> _Written request_
Return all the entries exactly, keeping pictures out.

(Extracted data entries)
__________________________________________________

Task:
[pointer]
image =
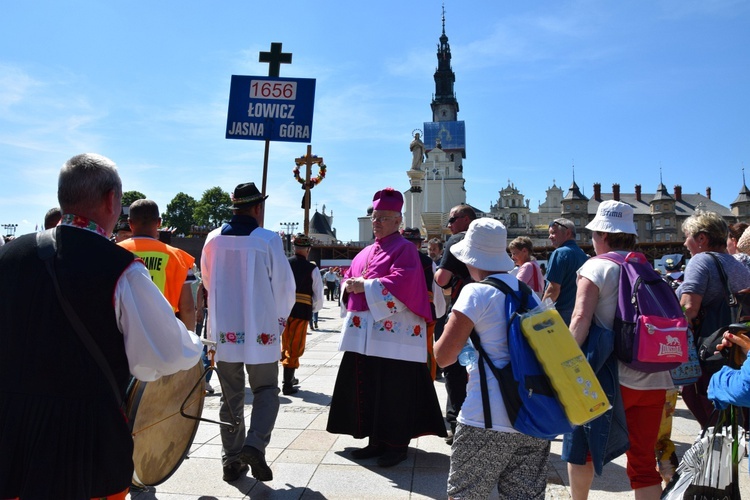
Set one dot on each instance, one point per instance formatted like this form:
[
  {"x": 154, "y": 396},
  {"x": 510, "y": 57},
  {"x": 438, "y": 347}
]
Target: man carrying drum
[{"x": 62, "y": 434}]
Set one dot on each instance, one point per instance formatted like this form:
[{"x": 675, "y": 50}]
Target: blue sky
[{"x": 620, "y": 89}]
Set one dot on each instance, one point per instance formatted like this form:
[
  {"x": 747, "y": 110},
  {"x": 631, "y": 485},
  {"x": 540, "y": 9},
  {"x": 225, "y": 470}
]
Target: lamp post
[
  {"x": 290, "y": 227},
  {"x": 10, "y": 229}
]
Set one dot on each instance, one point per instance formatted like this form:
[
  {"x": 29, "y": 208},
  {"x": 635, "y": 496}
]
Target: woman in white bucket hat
[
  {"x": 643, "y": 394},
  {"x": 482, "y": 459}
]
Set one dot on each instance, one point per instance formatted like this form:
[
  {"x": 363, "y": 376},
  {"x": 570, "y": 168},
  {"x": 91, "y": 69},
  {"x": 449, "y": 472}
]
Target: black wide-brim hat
[{"x": 246, "y": 195}]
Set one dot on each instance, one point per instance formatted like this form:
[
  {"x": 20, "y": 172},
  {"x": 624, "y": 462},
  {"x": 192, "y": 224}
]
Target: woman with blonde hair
[
  {"x": 641, "y": 395},
  {"x": 703, "y": 294}
]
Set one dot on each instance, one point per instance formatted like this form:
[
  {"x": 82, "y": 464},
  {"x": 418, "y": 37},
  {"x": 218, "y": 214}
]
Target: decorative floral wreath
[{"x": 315, "y": 180}]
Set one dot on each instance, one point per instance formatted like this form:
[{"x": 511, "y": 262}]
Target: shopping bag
[{"x": 708, "y": 470}]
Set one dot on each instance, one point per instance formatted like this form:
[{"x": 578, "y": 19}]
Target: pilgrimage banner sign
[{"x": 271, "y": 108}]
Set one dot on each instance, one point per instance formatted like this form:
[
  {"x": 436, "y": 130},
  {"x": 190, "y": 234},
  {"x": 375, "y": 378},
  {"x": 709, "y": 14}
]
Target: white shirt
[
  {"x": 605, "y": 274},
  {"x": 251, "y": 291},
  {"x": 318, "y": 292},
  {"x": 484, "y": 305},
  {"x": 388, "y": 330},
  {"x": 156, "y": 342}
]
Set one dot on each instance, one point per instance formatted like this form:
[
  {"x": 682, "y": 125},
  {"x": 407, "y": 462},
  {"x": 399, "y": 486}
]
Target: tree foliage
[
  {"x": 214, "y": 208},
  {"x": 179, "y": 213},
  {"x": 128, "y": 197}
]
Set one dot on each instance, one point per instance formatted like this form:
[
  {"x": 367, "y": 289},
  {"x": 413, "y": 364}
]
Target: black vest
[
  {"x": 302, "y": 270},
  {"x": 51, "y": 373}
]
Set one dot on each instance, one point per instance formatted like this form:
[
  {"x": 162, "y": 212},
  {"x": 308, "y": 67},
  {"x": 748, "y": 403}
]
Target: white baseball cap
[{"x": 613, "y": 217}]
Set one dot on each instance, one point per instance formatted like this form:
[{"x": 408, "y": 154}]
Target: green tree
[
  {"x": 179, "y": 213},
  {"x": 128, "y": 197},
  {"x": 214, "y": 208}
]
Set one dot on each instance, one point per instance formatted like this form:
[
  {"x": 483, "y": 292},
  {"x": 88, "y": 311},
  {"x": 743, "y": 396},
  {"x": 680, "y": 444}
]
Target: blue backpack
[{"x": 529, "y": 398}]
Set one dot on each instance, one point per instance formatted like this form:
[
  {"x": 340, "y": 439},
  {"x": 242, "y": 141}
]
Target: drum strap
[{"x": 46, "y": 249}]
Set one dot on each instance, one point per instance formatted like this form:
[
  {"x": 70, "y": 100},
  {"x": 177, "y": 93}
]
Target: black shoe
[
  {"x": 391, "y": 458},
  {"x": 257, "y": 462},
  {"x": 368, "y": 451},
  {"x": 234, "y": 471}
]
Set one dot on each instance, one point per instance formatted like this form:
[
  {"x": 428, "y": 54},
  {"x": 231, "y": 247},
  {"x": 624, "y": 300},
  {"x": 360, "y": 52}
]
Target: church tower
[{"x": 442, "y": 186}]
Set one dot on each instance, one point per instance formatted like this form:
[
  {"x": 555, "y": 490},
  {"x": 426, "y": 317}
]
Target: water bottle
[{"x": 468, "y": 354}]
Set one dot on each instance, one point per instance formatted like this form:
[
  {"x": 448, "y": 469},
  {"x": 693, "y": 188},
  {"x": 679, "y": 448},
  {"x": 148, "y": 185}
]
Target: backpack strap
[
  {"x": 612, "y": 256},
  {"x": 504, "y": 376},
  {"x": 725, "y": 282}
]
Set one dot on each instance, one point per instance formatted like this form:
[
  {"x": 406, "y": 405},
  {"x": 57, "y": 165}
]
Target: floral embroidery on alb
[
  {"x": 231, "y": 337},
  {"x": 389, "y": 326},
  {"x": 266, "y": 339}
]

__________________________________________________

> _Written solution_
Task:
[pointer]
image =
Set one dot on each instance, one point per instance formatted like this form:
[
  {"x": 154, "y": 396},
  {"x": 510, "y": 57},
  {"x": 438, "y": 347}
]
Target: man carrying drum
[{"x": 62, "y": 434}]
Set one dot on each instance, one point per instance formatted like this form:
[{"x": 675, "y": 50}]
Target: blue sky
[{"x": 620, "y": 89}]
Set one dot on each instance, one point per instance formatted like this form:
[
  {"x": 747, "y": 110},
  {"x": 631, "y": 485},
  {"x": 540, "y": 9},
  {"x": 225, "y": 470}
]
Target: lamp post
[
  {"x": 290, "y": 227},
  {"x": 10, "y": 229}
]
Set one dot on each instance, one point per instance formatted like this form:
[
  {"x": 29, "y": 208},
  {"x": 635, "y": 496}
]
Target: woman in white bucket hat
[
  {"x": 643, "y": 394},
  {"x": 482, "y": 459}
]
Set one dot on each instance, one point per instance formatted like this form:
[
  {"x": 363, "y": 376},
  {"x": 570, "y": 168},
  {"x": 91, "y": 69},
  {"x": 449, "y": 472}
]
Target: black wide-brim hat
[{"x": 246, "y": 195}]
Set one dot on each instance, one point per instance formatted like this form:
[
  {"x": 20, "y": 172},
  {"x": 624, "y": 462},
  {"x": 192, "y": 224}
]
Target: woman with blonde hair
[
  {"x": 641, "y": 395},
  {"x": 703, "y": 294}
]
Set one dot on each instance, one point per instance formatted like this form:
[
  {"x": 82, "y": 464},
  {"x": 418, "y": 37},
  {"x": 218, "y": 214}
]
Target: decorative floral wreath
[{"x": 315, "y": 180}]
Set one dot on each instance, one point per instance formatted like this form:
[{"x": 511, "y": 262}]
Target: shopping bag
[{"x": 708, "y": 470}]
Set one dot on each instance, one point per instance formatted like this form:
[{"x": 578, "y": 19}]
Target: pilgrimage banner sign
[{"x": 271, "y": 108}]
Set one dot on each instance, one point per instance formatted like this form:
[
  {"x": 436, "y": 130},
  {"x": 190, "y": 234},
  {"x": 375, "y": 378},
  {"x": 709, "y": 14}
]
Target: white shirt
[
  {"x": 605, "y": 274},
  {"x": 251, "y": 291},
  {"x": 318, "y": 292},
  {"x": 484, "y": 305},
  {"x": 388, "y": 330},
  {"x": 156, "y": 342}
]
Set one dot on each instance, one point per instance formatted like this form:
[
  {"x": 682, "y": 125},
  {"x": 407, "y": 462},
  {"x": 399, "y": 486}
]
Target: tree foliage
[
  {"x": 214, "y": 208},
  {"x": 179, "y": 213},
  {"x": 128, "y": 197}
]
Set one dot on each instance, one point per instance formatted like this form:
[
  {"x": 367, "y": 289},
  {"x": 413, "y": 364}
]
Target: black vest
[
  {"x": 302, "y": 270},
  {"x": 51, "y": 373}
]
Set one dot on each instance, one point per instance formatted like this form:
[
  {"x": 162, "y": 212},
  {"x": 308, "y": 67},
  {"x": 748, "y": 403}
]
Target: white baseball cap
[{"x": 613, "y": 217}]
Set one dot on each instance, one point per instance formatted like this form:
[{"x": 408, "y": 154}]
Target: green tree
[
  {"x": 179, "y": 213},
  {"x": 128, "y": 197},
  {"x": 214, "y": 208}
]
Set one dot on each instance, one point per instance formatted like this form:
[
  {"x": 483, "y": 292},
  {"x": 88, "y": 311},
  {"x": 743, "y": 396},
  {"x": 680, "y": 444}
]
Target: blue backpack
[{"x": 529, "y": 398}]
Set one dot on each instance, one point per instance formatted like this form:
[
  {"x": 340, "y": 439},
  {"x": 242, "y": 141}
]
Target: drum strap
[{"x": 46, "y": 249}]
Set one dot on each instance, one point per instance formatted like this form:
[
  {"x": 70, "y": 100},
  {"x": 177, "y": 93}
]
Target: black shoe
[
  {"x": 391, "y": 458},
  {"x": 257, "y": 462},
  {"x": 368, "y": 451},
  {"x": 234, "y": 471}
]
Set one dot on each instance, one point per instance formatted like this form:
[
  {"x": 428, "y": 54},
  {"x": 231, "y": 247},
  {"x": 624, "y": 300},
  {"x": 360, "y": 52}
]
Target: church tower
[{"x": 442, "y": 186}]
Set one dot on each instance, one point per instance formatted like this form:
[
  {"x": 555, "y": 490},
  {"x": 426, "y": 317}
]
Target: water bottle
[{"x": 468, "y": 354}]
Set one dot on each instance, one point per instance formatted like this form:
[
  {"x": 448, "y": 469},
  {"x": 693, "y": 188},
  {"x": 679, "y": 448},
  {"x": 148, "y": 185}
]
Target: backpack strap
[
  {"x": 612, "y": 256},
  {"x": 504, "y": 376},
  {"x": 725, "y": 282}
]
Set one dot on each instance, one point per instance formatted like this form:
[
  {"x": 406, "y": 405},
  {"x": 57, "y": 165}
]
Target: floral embroidery on alb
[
  {"x": 231, "y": 337},
  {"x": 389, "y": 326},
  {"x": 266, "y": 339}
]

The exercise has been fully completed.